These arrests now appear on the FBI’s National Crime Information Database, a data base that was created for recording serious felonies, parole violations, gang related crimes, sex offenders. Misdemeanor violations for protest political policies are not listed as offenses to be recorded on the NCIC.

Canadian immigration has been using the NCIC data base to determine eligibility to enter Canada and has denied a number of anti-war activists entry to Canada from information contained on the data base .

Many Canadian parliamentarians have been very concerned about their immigration service using the FBI’s politically tainted data base and invited Medea and myself in October, 2007 to attend a parliamentary conference to discuss the database. Canadian Immigration at the Ottawa International Airport refused me entry to Canada despite the letter of invitation from the parliamentarians and despite their presence outside the arrivals hall at the airport. (Medea had been arrested the previous day in the US Congress and was unable to go on the trip.)

On June 1, Canadian parliamentarian Libby Davies, drove to the US side of the border and rode in the same van as Medea and I. Diane went ahead in a different car and was not stopped by immigration despite her numerous arrests. Parliamentarian Davies told the immigration officers that she had knowledge of our peaceful, non-violent protests of Bush administration policies and vouched for our character.

During three hours at the border, immigration officers made phone calls to various offices. At the end of the process, Medea was given a 24 hour visitors permit and I received an exception to my earlier exclusion order, apparently from a high official in the Ministry of Immigration.

The next day, June 2, Veterans for Peace (VFP) national president Elliot Adams and VFP member Will Cover, drove from New York to Ottawa to observe the vote of the Canadian parliament on the non-binding resolution that would allow US war resisters to stay in Canada. After being asked at the border crossing if either had ever been arrested, they both acknowledged that they had been arrested for protesting Bush policies on the war in Iraq. They were further questioned in secondary screening about the character of the protests and arrests, and after two hours, were allowed to continue into Canada. They drove on to Ottawa and attended the 137to 110 Parliamentary non-binding vote to permit US war resisters to remain in Canada.

* Supplied entries
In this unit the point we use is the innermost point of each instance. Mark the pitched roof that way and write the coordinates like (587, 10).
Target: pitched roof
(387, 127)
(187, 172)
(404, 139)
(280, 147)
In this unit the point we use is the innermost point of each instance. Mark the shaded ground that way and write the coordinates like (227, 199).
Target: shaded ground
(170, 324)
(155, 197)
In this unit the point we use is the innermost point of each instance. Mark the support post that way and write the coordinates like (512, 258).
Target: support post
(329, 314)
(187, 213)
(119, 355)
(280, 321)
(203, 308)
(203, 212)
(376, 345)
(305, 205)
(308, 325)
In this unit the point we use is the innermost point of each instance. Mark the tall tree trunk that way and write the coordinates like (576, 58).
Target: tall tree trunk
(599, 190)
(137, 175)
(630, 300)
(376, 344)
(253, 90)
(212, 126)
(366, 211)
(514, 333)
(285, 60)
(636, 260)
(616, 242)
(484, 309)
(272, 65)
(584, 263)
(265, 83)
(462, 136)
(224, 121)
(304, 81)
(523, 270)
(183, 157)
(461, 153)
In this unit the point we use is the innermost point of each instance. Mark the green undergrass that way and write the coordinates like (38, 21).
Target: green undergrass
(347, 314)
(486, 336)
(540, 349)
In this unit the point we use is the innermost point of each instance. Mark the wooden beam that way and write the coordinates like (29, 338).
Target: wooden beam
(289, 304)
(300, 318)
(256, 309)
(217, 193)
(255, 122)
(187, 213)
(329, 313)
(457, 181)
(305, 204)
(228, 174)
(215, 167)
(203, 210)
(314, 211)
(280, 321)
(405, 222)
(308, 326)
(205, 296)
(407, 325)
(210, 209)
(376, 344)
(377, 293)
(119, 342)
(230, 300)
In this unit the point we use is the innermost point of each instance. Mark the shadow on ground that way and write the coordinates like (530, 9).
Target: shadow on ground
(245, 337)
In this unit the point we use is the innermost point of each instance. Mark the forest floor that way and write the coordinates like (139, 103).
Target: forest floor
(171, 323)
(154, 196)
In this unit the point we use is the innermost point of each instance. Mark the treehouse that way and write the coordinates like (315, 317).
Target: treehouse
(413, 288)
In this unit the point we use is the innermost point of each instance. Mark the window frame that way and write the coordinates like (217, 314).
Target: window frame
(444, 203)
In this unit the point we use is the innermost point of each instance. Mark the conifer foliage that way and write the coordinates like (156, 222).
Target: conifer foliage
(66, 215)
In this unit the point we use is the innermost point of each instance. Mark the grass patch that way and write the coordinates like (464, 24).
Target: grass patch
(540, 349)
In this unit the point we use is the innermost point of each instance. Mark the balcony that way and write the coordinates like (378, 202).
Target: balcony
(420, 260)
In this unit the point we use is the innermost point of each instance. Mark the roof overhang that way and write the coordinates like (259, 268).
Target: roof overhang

* Try it
Pick up the account of anti-war activists at the Canadian border and continue it from its last sentence.

* Response
The border crossing by two groups of high profile anti-war activists with arrest records in a two day period, both dealing with the issue of US war resisters in Canada, may indicate a change in the position of the Canadian immigration service on misdemeanor arrests for political protest in the United States.

We hope so, as we pose no threat to Canadian security and indeed our actions in the United States for which we were arrested seem to reflect the views of most Canadians that the war in Iraq should end and that US war resisters should be able to stay in their country.

The Ottawa-based International Civil Liberties Monitoring Group (CLMG) has set up an action-research clearinghouse on border controls and watch lists to investigate and document cases related to the creation of no-fly lists and other watch lists that impact on civil liberties, right to privacy and mobility rights for all travelers, including peace activists.

CLMG would like to hear from anyone who has had trouble entering Canada because of arrests for political protests in the United States. Their website, http://www.travelwatchlist.ca, will be active on June 18, 2008 and will have a toll-free number.

Please contact CLMG if you have had travel problems into Canada based on political activism.

Ann Wright is a 29 year US Army/US Army Reserve veteran who retired as a Colonel. She was also a US diplomat for 16 years and served in Nicaragua, Grenada, Somalia, Uzbekistan, Kyrgyzstan, Sierra Leone, Micronesia, Afghanistan and Mongolia. She resigned in March, 2003 from the US Government in opposition to the Iraq war. She is the co-author of “Dissent: Voices of Conscience.”